SOURCE TEXT:
That’s one of the big “a-ha” moments for me from NECC and the preparation I did for my school 2.0 presentation… We’ve got the TOOLS to really change the world. Publication of ideas has been completely disintermediated. Sitting as I am here in a hotel restaurant in Atlanta, Georgia, I’ll return to my hotel room in a few minutes and publish this for a global audience. No one is censoring this conversation. I didn’t ask anyone’s permission to write and share these ideas. Is that going to lead to problems at some point? I don’t know. At what level would you mean by asking about “problems?” Will your school district be affected by students being able to publish their voices and ideas on MySpace and YouTube? Almost certainly. Will our schools change as a result of our conversations here, and the actions we take as a result in our local communities? Definitely.

What IS change? Change comes from different thoughts, which lead to different choices and different actions. You’re reading this, and so you might be thinking about something differently. At that point, the world has already been changed, because your mind has been influenced by the ideas of another. If you act on those changed ideas, then other people may notice, and the change made in the world may have a bigger splash. You don’t have to act in order for the change to have taken place, however. A change in the perception of one human being equates to a change in the world. Generally we want to translate those perceptions into thoughts and actions, but every journey begins with a step. The prelude which has to precede that first movement is always fed by IDEAS.

In my conversation with Marco Torres today (which I recorded with permission and will share as a podcast later) he referred to the tools of digital storytelling used by his students and so many others as “tools of mass communication.” I love that name. Email is potentially a “one-to-many” communication modality, but you have to have all the email addresses before you click SEND. (Or they have to be included in a distribution list or listserv.) Email is a “one-to-finite many” communication modality.

RECORDS:
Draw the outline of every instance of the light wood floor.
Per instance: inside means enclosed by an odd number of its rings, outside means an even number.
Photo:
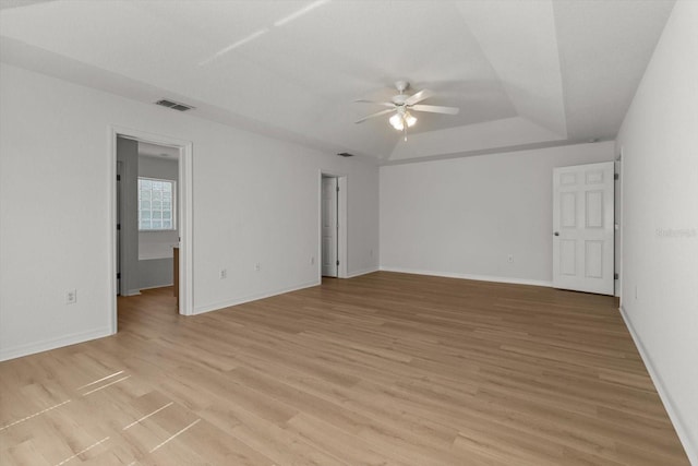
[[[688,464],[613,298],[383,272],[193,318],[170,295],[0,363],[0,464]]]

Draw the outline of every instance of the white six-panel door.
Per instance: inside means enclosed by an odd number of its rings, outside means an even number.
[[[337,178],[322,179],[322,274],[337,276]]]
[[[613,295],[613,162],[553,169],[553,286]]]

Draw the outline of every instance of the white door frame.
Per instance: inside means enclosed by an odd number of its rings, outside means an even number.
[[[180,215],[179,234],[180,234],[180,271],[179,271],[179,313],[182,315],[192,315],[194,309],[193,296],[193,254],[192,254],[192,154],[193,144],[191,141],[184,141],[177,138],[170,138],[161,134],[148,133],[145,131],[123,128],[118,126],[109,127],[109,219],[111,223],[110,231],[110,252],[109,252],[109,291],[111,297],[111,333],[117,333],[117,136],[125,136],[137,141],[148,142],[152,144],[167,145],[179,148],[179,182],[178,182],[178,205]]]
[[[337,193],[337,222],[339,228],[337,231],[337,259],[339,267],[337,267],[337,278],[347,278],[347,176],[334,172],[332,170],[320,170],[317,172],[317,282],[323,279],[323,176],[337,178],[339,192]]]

WRITTEN TASK: In the post about publishing and change above, what name did Marco Torres give the digital storytelling tools his students use?

TASK RESULT: He called them "tools of mass communication."